> [YOUR OBJECTIVE]
Every record below must be retyped exactly, with the pictures left out.
════════
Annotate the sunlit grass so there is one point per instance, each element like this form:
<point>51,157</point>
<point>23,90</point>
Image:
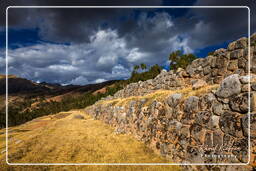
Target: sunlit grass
<point>64,139</point>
════════
> [ANSWER TO THIS EXERCISE]
Annotate the sunlit grass so there is one point per instance, each element like this form:
<point>51,157</point>
<point>23,90</point>
Image:
Target: sunlit grass
<point>64,139</point>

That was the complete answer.